**Task 1**:
Answer these questions about the lung tumor segmentation abstract, one line each, marked as shown:
(a) How many CT scans were in the dataset collected at Radboud University Medical Center?
(b) Which architecture was used to train the deep learning model?
(c) What limitation does the abstract state?
**Task 2**:
Extract from the lung tumor segmentation abstract the part that opens with the words containing "Benchmarking lung tumour" and closes with "of Radiology 2026.", copying it without changes.

Benchmarking lung tumour segmentation models: stratified performance of deep learning models across tumour sizes and cancer stages

A. Cerrato Nieto, E. Scholten, S. Schalekamp, M. Prokop and C. Jacobs

European Congress of Radiology 2026.

Purpose: Accurate lung tumour segmentation in CT scans is crucial for staging, radiotherapy planning, and treatment monitoring. Published deep learning models for lung tumour segmentation show varying consistency across tumour stages and may fail in complex tumours. This study compared five publicly available models with an in-house model trained to be robust to variation in tumour sizes and cancer stages. Methods:A dataset of 588 CT scans from lung cancer patients (2006-2020) was retrospectively collected and annotated at Radboud University Medical Center. A deep learning model was trained using the nnU-Net architecture on subsets of Radboud patients (n=505), the NSCLC-Radiomics dataset (n=362) and the Medical Segmentation Decathlon dataset (n=56). Our model was compared with five publicly available models, including the Universal Lesion Segmentation baseline model, the Medical Segmentation Decathlon lung model, DuneAI, TotalSegmentator and nnInteractive. Segmentation accuracy was assessed using volumetric and boundary metrics, including stratified analyses by tumour size (≤30 mm, >30–50 mm, >50–70 mm, >70 mm) on our internal test dataset (n=83). Results: Our proposed model performed equal to or superior to the best public models regarding volumetric Dice scores (median ≥0.87), showing an increase ranging from 0.01 to 0.28, depending on the model and the tumour size group. The model demonstrated substantially improved consistency with interquartile ranges ≤ 0.10 for all tumour sizes. It also achieved higher surface Dice together with lower Hausdorff distance, indicating improved tumour border accuracy. Performance remained superior in clinically demanding cases with cavities, local invasion, and large masses. Conclusion: Our model improves performance and robustness over prior models across tumour sizes, including challenging cases. It represents a promising step towards automated evaluation of lung tumours. Limitations: Independent validation in larger multicentre datasets is required.

**Information given**:
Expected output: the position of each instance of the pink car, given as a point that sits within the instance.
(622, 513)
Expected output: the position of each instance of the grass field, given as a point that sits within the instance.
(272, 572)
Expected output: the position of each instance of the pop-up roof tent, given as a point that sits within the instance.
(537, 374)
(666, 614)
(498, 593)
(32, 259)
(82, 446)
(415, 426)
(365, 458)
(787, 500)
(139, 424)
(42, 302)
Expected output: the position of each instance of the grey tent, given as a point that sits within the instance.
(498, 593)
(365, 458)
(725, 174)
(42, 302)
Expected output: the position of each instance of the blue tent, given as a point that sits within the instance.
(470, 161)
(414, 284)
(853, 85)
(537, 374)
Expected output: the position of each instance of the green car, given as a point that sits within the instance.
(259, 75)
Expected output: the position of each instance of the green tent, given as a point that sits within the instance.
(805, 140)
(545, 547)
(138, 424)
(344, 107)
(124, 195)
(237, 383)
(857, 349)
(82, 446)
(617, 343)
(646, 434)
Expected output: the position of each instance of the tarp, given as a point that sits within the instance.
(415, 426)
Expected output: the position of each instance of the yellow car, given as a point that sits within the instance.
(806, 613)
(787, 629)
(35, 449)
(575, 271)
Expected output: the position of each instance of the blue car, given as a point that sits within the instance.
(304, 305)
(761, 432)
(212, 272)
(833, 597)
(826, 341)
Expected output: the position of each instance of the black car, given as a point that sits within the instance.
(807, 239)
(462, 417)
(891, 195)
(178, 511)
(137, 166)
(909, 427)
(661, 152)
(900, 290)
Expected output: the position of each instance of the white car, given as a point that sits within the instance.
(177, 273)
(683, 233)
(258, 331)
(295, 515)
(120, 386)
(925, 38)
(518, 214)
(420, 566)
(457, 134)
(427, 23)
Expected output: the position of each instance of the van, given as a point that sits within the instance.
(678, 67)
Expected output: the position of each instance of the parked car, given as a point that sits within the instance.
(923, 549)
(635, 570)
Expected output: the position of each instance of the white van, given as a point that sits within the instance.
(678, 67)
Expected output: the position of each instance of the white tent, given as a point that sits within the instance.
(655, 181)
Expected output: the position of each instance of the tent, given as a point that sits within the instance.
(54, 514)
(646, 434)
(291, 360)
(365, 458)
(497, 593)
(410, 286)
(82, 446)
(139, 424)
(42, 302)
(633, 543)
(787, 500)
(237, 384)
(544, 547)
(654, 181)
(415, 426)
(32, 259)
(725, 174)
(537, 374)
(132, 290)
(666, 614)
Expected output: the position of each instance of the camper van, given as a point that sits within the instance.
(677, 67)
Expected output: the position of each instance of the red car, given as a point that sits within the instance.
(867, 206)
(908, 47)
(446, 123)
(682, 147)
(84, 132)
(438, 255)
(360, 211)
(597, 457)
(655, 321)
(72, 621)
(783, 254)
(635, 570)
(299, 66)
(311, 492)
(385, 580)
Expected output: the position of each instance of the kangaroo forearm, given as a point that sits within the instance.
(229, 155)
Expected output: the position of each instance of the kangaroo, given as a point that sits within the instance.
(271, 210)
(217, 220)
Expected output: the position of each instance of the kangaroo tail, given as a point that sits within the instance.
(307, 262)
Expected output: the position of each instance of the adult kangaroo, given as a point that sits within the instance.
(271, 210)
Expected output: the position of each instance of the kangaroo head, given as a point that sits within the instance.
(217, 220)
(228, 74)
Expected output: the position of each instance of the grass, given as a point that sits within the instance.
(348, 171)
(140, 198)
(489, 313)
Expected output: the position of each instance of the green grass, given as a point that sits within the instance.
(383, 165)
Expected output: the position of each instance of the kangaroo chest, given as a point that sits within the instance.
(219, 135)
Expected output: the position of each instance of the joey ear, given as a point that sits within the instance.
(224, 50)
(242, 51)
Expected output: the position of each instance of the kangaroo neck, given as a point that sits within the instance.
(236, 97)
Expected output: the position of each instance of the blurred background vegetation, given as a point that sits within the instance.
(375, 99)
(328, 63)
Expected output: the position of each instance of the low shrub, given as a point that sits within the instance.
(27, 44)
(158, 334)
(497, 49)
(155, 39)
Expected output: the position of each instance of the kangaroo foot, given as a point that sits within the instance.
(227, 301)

...

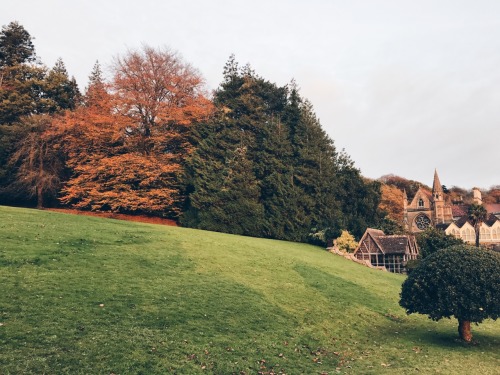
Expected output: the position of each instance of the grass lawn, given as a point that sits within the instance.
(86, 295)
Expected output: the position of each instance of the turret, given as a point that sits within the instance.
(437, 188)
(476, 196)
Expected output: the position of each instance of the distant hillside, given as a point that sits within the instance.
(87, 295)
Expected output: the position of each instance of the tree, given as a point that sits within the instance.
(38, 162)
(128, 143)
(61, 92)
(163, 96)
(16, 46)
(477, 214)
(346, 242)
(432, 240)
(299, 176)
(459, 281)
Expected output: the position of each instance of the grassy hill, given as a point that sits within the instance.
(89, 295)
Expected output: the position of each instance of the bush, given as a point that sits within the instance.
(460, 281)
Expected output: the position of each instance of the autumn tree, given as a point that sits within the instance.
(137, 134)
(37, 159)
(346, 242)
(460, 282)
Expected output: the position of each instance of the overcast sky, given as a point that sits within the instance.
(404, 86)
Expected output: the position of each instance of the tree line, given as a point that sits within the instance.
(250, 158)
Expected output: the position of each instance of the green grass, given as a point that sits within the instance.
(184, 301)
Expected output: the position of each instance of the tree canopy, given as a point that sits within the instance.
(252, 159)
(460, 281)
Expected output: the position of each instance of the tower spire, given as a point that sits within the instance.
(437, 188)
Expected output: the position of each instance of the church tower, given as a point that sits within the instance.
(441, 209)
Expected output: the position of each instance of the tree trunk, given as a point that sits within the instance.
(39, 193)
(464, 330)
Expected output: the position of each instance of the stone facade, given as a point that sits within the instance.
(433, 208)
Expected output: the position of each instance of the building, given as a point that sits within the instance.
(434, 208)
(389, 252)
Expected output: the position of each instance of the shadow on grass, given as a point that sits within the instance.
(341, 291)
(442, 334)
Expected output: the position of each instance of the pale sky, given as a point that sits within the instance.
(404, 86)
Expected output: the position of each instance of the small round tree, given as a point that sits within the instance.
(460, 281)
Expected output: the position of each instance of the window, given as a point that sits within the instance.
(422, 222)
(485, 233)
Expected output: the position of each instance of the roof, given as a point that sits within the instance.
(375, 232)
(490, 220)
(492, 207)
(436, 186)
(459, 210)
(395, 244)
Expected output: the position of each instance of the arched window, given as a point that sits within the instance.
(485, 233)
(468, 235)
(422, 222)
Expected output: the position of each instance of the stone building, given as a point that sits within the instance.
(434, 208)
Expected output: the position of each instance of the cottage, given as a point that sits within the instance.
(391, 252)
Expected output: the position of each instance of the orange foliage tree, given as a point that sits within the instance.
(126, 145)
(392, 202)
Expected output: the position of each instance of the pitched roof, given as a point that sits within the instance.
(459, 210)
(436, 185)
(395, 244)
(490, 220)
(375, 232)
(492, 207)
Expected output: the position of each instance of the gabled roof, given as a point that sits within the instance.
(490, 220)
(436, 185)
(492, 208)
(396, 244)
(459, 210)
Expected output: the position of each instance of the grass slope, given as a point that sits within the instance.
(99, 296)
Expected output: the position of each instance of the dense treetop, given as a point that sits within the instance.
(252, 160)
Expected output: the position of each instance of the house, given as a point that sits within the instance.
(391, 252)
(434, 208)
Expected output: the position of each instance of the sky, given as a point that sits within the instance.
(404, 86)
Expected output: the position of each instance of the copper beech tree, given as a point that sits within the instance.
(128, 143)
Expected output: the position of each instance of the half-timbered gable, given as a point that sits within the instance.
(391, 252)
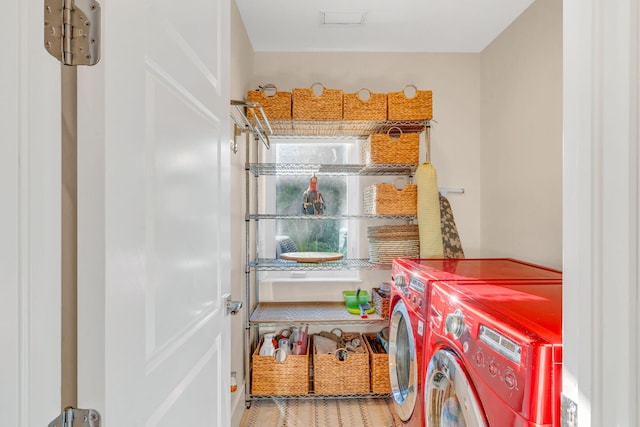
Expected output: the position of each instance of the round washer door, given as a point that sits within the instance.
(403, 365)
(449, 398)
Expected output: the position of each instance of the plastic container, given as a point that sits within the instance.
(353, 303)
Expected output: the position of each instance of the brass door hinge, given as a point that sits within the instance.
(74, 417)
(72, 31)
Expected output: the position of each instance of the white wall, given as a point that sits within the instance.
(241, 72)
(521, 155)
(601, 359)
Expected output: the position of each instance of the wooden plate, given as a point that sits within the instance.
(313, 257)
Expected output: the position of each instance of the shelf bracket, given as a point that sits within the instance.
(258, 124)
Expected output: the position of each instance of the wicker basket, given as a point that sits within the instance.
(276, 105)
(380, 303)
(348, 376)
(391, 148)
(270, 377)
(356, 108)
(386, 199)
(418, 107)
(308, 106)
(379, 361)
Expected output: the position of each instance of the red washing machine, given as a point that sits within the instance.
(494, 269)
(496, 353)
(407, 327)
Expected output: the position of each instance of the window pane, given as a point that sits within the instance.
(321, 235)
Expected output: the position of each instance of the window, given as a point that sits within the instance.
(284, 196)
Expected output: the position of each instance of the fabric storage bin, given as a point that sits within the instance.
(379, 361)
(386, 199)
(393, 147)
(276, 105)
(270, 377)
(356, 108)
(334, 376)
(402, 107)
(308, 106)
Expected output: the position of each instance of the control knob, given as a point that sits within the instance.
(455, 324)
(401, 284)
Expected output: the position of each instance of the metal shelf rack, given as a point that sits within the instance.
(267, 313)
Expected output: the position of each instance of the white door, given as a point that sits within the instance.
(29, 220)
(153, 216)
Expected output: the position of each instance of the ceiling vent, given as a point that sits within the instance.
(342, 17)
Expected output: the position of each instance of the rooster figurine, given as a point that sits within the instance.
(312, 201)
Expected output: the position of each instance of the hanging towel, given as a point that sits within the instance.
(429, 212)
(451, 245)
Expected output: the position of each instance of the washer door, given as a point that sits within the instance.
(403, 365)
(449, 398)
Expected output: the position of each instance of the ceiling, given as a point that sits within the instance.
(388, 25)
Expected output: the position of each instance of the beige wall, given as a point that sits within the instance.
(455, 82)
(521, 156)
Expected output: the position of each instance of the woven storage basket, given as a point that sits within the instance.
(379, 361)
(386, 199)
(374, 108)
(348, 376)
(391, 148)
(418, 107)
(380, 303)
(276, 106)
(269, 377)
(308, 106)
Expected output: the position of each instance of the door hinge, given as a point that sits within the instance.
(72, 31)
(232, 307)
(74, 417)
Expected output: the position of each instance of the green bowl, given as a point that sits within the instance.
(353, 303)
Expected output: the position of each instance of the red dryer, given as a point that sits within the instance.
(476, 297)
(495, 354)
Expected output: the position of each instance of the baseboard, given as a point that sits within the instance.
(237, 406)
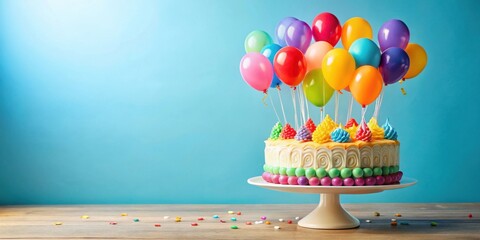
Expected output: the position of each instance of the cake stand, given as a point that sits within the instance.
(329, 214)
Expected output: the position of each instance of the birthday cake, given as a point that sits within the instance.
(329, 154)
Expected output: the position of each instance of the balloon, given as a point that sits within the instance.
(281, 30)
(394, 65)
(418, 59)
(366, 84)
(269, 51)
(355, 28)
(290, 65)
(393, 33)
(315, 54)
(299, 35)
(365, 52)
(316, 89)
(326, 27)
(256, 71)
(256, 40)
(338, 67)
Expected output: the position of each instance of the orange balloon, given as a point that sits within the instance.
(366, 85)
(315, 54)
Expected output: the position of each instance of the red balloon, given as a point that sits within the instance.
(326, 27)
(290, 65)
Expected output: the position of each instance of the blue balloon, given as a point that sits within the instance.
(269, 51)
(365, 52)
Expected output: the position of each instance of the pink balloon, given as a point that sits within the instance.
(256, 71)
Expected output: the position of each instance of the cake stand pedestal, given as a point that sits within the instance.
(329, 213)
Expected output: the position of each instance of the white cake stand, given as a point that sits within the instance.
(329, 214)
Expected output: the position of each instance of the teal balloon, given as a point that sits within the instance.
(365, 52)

--

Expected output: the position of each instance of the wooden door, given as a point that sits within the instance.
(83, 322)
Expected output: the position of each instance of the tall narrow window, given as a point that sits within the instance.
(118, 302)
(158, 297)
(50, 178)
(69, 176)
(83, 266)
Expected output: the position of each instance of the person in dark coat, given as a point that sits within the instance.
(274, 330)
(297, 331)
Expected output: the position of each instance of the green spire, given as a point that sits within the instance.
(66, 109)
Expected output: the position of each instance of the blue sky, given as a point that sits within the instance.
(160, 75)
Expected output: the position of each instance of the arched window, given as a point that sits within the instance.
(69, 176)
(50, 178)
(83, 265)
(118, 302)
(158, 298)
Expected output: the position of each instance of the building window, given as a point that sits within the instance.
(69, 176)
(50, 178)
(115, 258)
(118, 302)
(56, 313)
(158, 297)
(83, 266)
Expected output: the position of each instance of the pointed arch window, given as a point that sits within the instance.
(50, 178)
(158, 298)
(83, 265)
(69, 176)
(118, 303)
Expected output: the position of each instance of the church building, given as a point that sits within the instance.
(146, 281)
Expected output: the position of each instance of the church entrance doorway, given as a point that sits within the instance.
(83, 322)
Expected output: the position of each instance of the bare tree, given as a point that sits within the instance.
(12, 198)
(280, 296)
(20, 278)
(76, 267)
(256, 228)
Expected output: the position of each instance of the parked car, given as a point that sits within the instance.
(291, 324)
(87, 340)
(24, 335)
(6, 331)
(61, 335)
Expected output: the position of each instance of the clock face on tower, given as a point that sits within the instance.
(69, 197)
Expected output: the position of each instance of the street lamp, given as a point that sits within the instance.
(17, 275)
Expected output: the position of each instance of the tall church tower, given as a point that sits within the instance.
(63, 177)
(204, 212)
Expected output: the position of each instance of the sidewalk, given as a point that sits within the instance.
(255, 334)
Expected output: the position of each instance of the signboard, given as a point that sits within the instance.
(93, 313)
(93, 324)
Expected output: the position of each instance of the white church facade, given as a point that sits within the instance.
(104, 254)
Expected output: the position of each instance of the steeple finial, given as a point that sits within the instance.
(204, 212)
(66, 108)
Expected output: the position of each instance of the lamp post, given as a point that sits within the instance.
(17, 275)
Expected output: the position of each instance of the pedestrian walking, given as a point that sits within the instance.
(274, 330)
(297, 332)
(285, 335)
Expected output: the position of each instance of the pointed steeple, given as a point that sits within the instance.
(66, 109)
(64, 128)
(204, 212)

**Answer space 1**:
(a) 588
(b) The nnU-Net architecture
(c) Independent validation in larger multicentre datasets is required.

**Answer space 2**:
Benchmarking lung tumour segmentation models: stratified performance of deep learning models across tumour sizes and cancer stages

A. Cerrato Nieto, E. Scholten, S. Schalekamp, M. Prokop and C. Jacobs

European Congress of Radiology 2026.